Position identification records:
☆ ☆ ☆
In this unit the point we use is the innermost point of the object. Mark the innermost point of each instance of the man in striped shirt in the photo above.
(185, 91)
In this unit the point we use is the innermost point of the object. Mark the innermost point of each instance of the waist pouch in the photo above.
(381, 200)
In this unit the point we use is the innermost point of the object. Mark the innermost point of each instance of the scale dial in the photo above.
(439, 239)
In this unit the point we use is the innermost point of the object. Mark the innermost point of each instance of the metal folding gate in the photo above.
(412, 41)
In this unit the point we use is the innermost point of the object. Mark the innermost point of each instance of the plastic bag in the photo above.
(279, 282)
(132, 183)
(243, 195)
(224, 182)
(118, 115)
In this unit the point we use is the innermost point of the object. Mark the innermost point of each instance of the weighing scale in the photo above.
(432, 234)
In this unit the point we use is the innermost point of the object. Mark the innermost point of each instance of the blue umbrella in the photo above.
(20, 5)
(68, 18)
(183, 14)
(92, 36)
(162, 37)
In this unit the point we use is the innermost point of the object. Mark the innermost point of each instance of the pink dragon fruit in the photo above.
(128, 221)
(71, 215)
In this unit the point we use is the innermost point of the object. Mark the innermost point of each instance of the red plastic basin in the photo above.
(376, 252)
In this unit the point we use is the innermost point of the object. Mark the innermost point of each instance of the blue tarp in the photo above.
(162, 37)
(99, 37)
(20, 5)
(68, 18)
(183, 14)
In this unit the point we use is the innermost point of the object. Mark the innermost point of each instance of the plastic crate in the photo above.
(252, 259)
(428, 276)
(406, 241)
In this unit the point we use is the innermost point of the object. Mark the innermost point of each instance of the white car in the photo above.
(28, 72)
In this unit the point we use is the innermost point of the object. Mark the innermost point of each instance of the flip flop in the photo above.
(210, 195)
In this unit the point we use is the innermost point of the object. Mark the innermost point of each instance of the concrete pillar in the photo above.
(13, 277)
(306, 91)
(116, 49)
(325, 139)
☆ ☆ ☆
All of the entries above should be written out again exactly.

In this unit the point we use is the innermost point of the object. Mark the innermost point of each instance of the man in striped shirt in the photo above.
(185, 91)
In this unit the point we use is the innermost point of the object. Mark the innermost point of each instance of the waist pouch in the photo above.
(381, 200)
In this unit the point we use is the innermost point of the object. Mark the innermost point of each instance of the scale dial in the photo above.
(439, 239)
In this unit the point we use is the innermost point of the object. Mark the innermost point of each instance of the metal folding gate in the photo above.
(412, 41)
In this unit the point we use is the innermost point of the object. Mark the innermost point of each instance of the plastic bag in the photo above.
(279, 282)
(132, 183)
(243, 195)
(224, 182)
(118, 115)
In this unit the point we use is the innermost point of the object. Mark the innermost point of each instance of the weighing scale in the photo above.
(432, 234)
In this unit the point we use is the innermost point of the object. Mark the innermost point of each instance of the blue umbrella in the photo above.
(20, 5)
(68, 18)
(183, 14)
(92, 36)
(162, 37)
In this unit the point we use is the innermost point of the object. Mark the innermost point of each instance of the pink dragon fruit in the photo above.
(128, 221)
(71, 215)
In this unit the point we use is the innermost point of the object. Mark the innermost point of each instance of the red plastic basin in the photo above.
(376, 252)
In this unit the point we use is the innermost point of the object. Mark the innermost point of each instance of the blue tarp in the photo above.
(162, 37)
(99, 37)
(20, 5)
(68, 18)
(183, 14)
In this unit the point we use is the innermost point of the object. Mark the innermost point of each instance of the plastic crate in the photo above.
(252, 259)
(428, 276)
(406, 241)
In this unit the point we use is the innermost point of the object. Mark the innermost point of each instance of the white car in the photo above.
(28, 72)
In this unit the point we use is the innermost point of the object. Mark the innermost point of each instance of the flip flop in the photo above.
(210, 195)
In this unit the point we use is the innermost point of the object. Mark the innermost point of each instance of the concrete pillar in the photo above.
(13, 277)
(306, 91)
(116, 49)
(325, 139)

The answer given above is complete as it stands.